#### [Task material]

╔══

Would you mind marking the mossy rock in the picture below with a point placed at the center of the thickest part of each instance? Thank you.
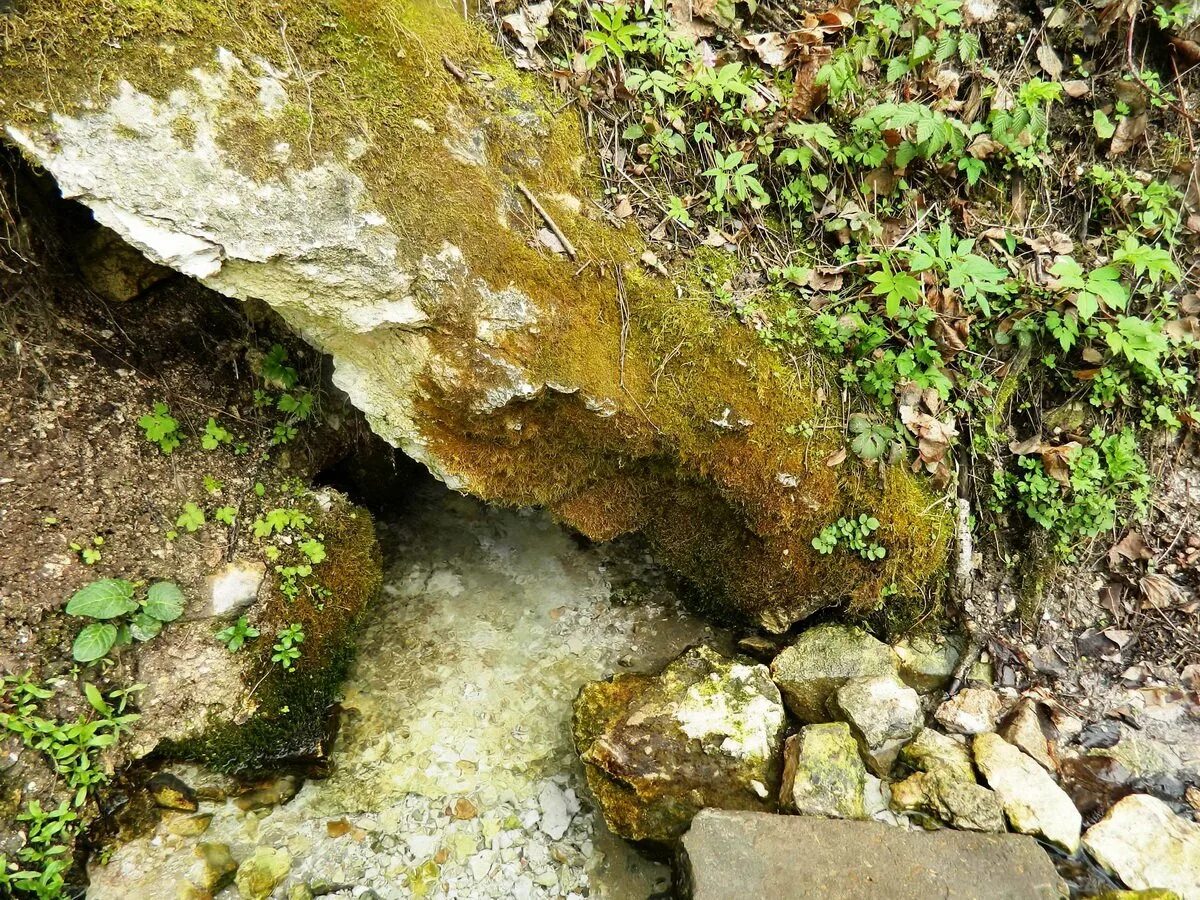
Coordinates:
(378, 201)
(288, 713)
(658, 749)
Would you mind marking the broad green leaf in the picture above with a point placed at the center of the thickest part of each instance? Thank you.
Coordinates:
(105, 599)
(165, 601)
(94, 641)
(143, 627)
(96, 699)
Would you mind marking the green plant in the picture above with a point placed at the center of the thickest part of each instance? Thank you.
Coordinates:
(215, 436)
(161, 429)
(89, 555)
(120, 617)
(852, 533)
(235, 635)
(287, 646)
(191, 519)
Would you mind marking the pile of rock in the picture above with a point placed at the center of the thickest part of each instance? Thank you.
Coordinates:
(875, 741)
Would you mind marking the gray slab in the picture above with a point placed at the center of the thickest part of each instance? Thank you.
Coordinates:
(745, 856)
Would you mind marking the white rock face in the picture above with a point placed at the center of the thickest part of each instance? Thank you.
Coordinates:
(234, 587)
(973, 711)
(1032, 802)
(1146, 845)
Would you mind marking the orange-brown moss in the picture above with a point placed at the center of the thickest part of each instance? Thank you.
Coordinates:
(737, 509)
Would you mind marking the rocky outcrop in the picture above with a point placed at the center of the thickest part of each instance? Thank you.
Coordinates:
(378, 177)
(823, 774)
(1146, 845)
(822, 660)
(658, 749)
(729, 856)
(1032, 802)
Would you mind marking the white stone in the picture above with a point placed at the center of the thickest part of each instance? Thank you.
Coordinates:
(973, 711)
(556, 819)
(1032, 802)
(234, 587)
(1146, 845)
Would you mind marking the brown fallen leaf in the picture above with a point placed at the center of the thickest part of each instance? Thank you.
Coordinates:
(1133, 547)
(1056, 461)
(1158, 592)
(529, 23)
(1129, 131)
(769, 47)
(1049, 60)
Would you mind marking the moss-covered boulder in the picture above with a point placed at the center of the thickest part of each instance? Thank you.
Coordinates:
(822, 660)
(377, 173)
(706, 732)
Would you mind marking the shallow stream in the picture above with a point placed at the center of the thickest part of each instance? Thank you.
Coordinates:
(454, 773)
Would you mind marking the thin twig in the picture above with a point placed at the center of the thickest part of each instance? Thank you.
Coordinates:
(553, 226)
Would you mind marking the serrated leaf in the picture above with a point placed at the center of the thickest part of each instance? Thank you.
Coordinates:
(143, 627)
(96, 699)
(165, 601)
(105, 599)
(94, 641)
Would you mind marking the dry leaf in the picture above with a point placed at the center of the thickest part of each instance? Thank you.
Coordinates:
(1049, 61)
(1129, 131)
(1158, 592)
(1132, 547)
(528, 23)
(1055, 460)
(769, 47)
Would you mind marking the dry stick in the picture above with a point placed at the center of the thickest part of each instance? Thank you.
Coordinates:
(1137, 72)
(553, 226)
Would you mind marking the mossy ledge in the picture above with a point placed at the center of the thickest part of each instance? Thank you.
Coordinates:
(365, 169)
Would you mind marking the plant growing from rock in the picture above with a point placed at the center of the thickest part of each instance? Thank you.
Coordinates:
(287, 646)
(121, 617)
(234, 636)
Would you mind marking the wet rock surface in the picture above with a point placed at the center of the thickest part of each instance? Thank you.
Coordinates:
(821, 660)
(823, 774)
(733, 856)
(1032, 802)
(1145, 844)
(706, 732)
(883, 715)
(455, 773)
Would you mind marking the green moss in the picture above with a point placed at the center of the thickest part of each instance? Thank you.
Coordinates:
(291, 709)
(671, 360)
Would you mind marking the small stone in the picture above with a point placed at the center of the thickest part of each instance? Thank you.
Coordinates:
(823, 659)
(883, 715)
(1024, 731)
(187, 891)
(927, 663)
(189, 826)
(1146, 845)
(556, 819)
(823, 774)
(972, 711)
(215, 869)
(1032, 802)
(276, 793)
(172, 792)
(234, 587)
(262, 873)
(933, 751)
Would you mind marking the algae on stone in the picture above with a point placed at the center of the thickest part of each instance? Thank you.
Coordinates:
(340, 172)
(658, 749)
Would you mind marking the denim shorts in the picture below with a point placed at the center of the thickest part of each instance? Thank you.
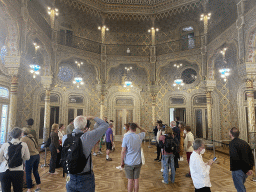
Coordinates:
(132, 171)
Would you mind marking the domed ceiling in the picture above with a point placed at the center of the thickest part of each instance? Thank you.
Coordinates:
(146, 8)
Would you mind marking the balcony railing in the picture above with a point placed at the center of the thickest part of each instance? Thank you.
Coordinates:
(134, 50)
(79, 43)
(179, 45)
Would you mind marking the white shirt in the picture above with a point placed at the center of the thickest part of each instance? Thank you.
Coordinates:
(189, 137)
(200, 171)
(4, 155)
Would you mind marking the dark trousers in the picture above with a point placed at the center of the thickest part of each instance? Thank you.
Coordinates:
(204, 189)
(53, 158)
(12, 177)
(158, 151)
(32, 164)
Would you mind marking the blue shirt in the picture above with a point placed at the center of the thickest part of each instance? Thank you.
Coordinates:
(90, 138)
(132, 142)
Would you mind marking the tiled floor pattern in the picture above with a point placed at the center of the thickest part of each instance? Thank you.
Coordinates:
(110, 179)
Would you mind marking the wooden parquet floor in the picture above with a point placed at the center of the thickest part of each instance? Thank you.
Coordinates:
(110, 179)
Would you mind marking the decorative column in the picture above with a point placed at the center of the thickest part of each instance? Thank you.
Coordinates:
(46, 82)
(240, 28)
(210, 85)
(204, 17)
(153, 91)
(251, 112)
(12, 63)
(101, 88)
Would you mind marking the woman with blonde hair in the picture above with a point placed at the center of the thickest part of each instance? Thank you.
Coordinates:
(54, 148)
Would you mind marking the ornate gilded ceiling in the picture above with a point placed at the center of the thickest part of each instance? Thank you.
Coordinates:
(134, 9)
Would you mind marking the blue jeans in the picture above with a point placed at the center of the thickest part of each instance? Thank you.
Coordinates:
(239, 178)
(81, 183)
(168, 161)
(30, 164)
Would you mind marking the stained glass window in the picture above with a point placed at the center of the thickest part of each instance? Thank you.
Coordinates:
(65, 74)
(189, 76)
(4, 92)
(3, 122)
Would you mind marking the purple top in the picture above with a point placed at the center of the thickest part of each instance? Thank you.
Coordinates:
(108, 133)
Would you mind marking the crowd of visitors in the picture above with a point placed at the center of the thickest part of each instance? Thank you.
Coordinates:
(72, 148)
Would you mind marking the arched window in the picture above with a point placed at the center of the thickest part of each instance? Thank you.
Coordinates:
(4, 105)
(187, 36)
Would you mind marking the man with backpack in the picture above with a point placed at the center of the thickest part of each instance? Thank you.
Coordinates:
(12, 155)
(76, 154)
(169, 146)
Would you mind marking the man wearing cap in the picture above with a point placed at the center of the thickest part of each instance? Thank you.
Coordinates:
(30, 123)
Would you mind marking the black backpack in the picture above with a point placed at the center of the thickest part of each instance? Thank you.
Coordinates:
(15, 157)
(73, 159)
(48, 142)
(170, 145)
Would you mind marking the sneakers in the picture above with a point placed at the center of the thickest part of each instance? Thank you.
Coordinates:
(120, 168)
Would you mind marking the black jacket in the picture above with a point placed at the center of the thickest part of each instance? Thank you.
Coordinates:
(241, 157)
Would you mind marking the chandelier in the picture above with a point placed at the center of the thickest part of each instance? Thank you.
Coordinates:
(34, 68)
(178, 83)
(78, 81)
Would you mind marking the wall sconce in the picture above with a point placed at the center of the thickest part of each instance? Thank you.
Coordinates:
(104, 26)
(208, 16)
(177, 65)
(178, 83)
(55, 11)
(152, 28)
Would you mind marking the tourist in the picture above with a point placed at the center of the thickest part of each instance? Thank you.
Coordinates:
(70, 126)
(13, 175)
(54, 148)
(241, 159)
(131, 156)
(200, 171)
(168, 155)
(30, 123)
(33, 162)
(85, 181)
(182, 137)
(159, 127)
(109, 141)
(188, 144)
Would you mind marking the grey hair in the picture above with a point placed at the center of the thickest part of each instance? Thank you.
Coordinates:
(26, 130)
(198, 143)
(16, 132)
(80, 122)
(173, 123)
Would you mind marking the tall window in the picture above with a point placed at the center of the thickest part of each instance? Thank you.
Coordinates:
(4, 105)
(187, 36)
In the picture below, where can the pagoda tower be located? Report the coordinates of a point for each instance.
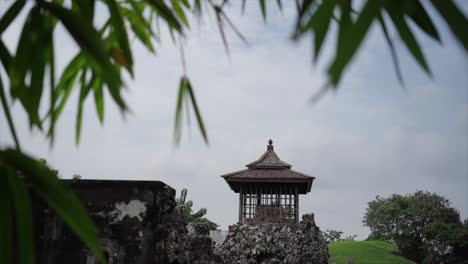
(269, 190)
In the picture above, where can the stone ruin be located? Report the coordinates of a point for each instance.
(275, 244)
(139, 224)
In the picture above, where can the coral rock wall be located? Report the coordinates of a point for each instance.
(275, 244)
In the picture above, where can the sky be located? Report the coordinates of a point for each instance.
(371, 137)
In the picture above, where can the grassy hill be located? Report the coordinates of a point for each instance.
(365, 252)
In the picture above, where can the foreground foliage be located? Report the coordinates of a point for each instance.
(423, 225)
(104, 59)
(365, 252)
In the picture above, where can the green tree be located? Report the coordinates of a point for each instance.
(105, 55)
(423, 225)
(185, 208)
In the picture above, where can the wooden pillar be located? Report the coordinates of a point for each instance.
(296, 204)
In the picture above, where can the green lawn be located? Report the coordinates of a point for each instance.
(365, 252)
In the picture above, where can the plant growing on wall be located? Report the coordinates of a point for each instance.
(198, 217)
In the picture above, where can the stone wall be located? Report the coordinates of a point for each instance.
(275, 244)
(137, 221)
(139, 224)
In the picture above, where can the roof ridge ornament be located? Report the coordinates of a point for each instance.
(270, 144)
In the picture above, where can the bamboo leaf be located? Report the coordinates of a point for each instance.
(319, 23)
(180, 12)
(85, 88)
(99, 99)
(263, 8)
(6, 110)
(122, 37)
(396, 64)
(408, 38)
(23, 217)
(11, 14)
(6, 223)
(201, 125)
(351, 37)
(179, 110)
(166, 13)
(416, 11)
(89, 40)
(140, 26)
(5, 56)
(62, 200)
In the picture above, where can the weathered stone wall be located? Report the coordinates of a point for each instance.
(274, 244)
(137, 221)
(139, 224)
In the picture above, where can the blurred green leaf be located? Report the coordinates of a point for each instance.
(180, 11)
(62, 200)
(416, 11)
(196, 109)
(99, 99)
(85, 88)
(392, 49)
(408, 38)
(121, 32)
(179, 109)
(166, 13)
(263, 8)
(6, 110)
(5, 56)
(88, 38)
(11, 14)
(351, 36)
(6, 223)
(23, 217)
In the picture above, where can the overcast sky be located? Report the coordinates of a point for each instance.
(372, 137)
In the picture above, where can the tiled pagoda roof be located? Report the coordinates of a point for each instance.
(268, 168)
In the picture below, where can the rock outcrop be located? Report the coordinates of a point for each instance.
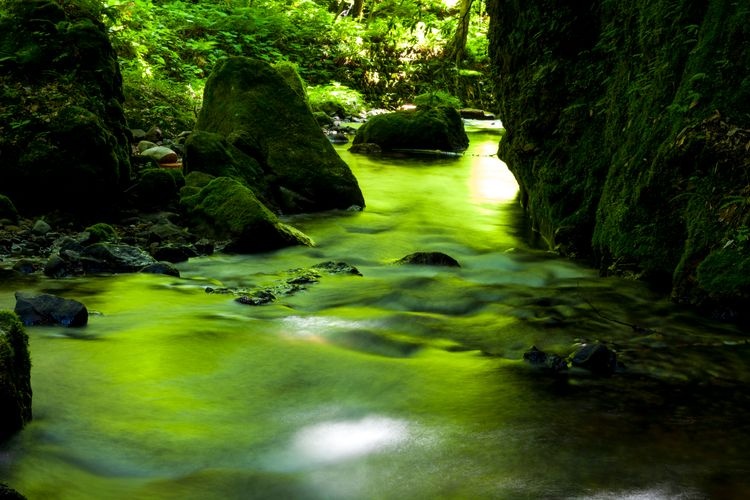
(63, 134)
(424, 128)
(628, 127)
(256, 128)
(15, 375)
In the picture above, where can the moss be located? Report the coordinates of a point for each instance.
(15, 375)
(250, 104)
(102, 232)
(7, 209)
(438, 128)
(615, 137)
(725, 273)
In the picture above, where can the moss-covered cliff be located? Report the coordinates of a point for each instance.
(628, 128)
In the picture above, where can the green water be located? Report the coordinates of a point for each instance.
(406, 382)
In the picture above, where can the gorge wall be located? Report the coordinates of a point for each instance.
(628, 129)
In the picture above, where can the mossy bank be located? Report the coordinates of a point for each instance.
(627, 129)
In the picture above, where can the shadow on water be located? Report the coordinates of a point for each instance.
(405, 382)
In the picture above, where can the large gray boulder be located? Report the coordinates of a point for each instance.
(273, 143)
(15, 376)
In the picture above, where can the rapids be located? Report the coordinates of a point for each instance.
(406, 382)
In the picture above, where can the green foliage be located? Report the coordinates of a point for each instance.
(335, 99)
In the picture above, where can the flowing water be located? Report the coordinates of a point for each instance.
(405, 382)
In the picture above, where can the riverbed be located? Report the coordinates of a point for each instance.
(404, 382)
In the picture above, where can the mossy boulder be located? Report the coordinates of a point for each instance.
(15, 375)
(252, 106)
(432, 128)
(64, 139)
(8, 209)
(225, 209)
(630, 148)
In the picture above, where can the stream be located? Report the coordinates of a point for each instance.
(405, 382)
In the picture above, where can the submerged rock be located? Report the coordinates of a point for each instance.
(438, 128)
(47, 309)
(15, 378)
(429, 259)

╚══

#### [Your goal]
Everything from the line containing "In the picture above, where can the gorge" to the end of the data above should be quoted exactly, please, both ends included, and nothing outside that span.

#### [Output for this exercise]
In the picture above, where can the gorge wall be located? Report the coordinates of a point for each instance.
(628, 129)
In the picture above, where can the mossy bank be located? Report the coordinates of a point for each instance.
(627, 129)
In the picture above, where can the shadow on water be located? Report the coordinates of a point for each instance.
(405, 382)
In the picture above, where can the large gray boulder be located? Report the coordinates of a point for each instance.
(273, 143)
(15, 376)
In the picture above, where can the rapids be located? Report the coordinates of a point for each instance.
(406, 382)
In the picture above, where can the green foliage be located? Report the coordinates of a point for each instance.
(335, 99)
In the picture above, where can the flowing water be located? Report the coordinates of a point for each instance.
(405, 382)
In the picture above, where can the riverbed be located? Report the coordinates of a point for each instance.
(404, 382)
In the picture above, where can the mossy boulder be located? Report the coordinates of a point for each instance.
(15, 375)
(252, 106)
(432, 128)
(64, 139)
(8, 209)
(225, 209)
(630, 148)
In the picture above, where can the stream be located? Report the coordinates of a point for each instance.
(405, 382)
In the picture above, where can the submerged rock be located? Report the coordinates of a point for each instance.
(438, 128)
(47, 309)
(15, 378)
(429, 259)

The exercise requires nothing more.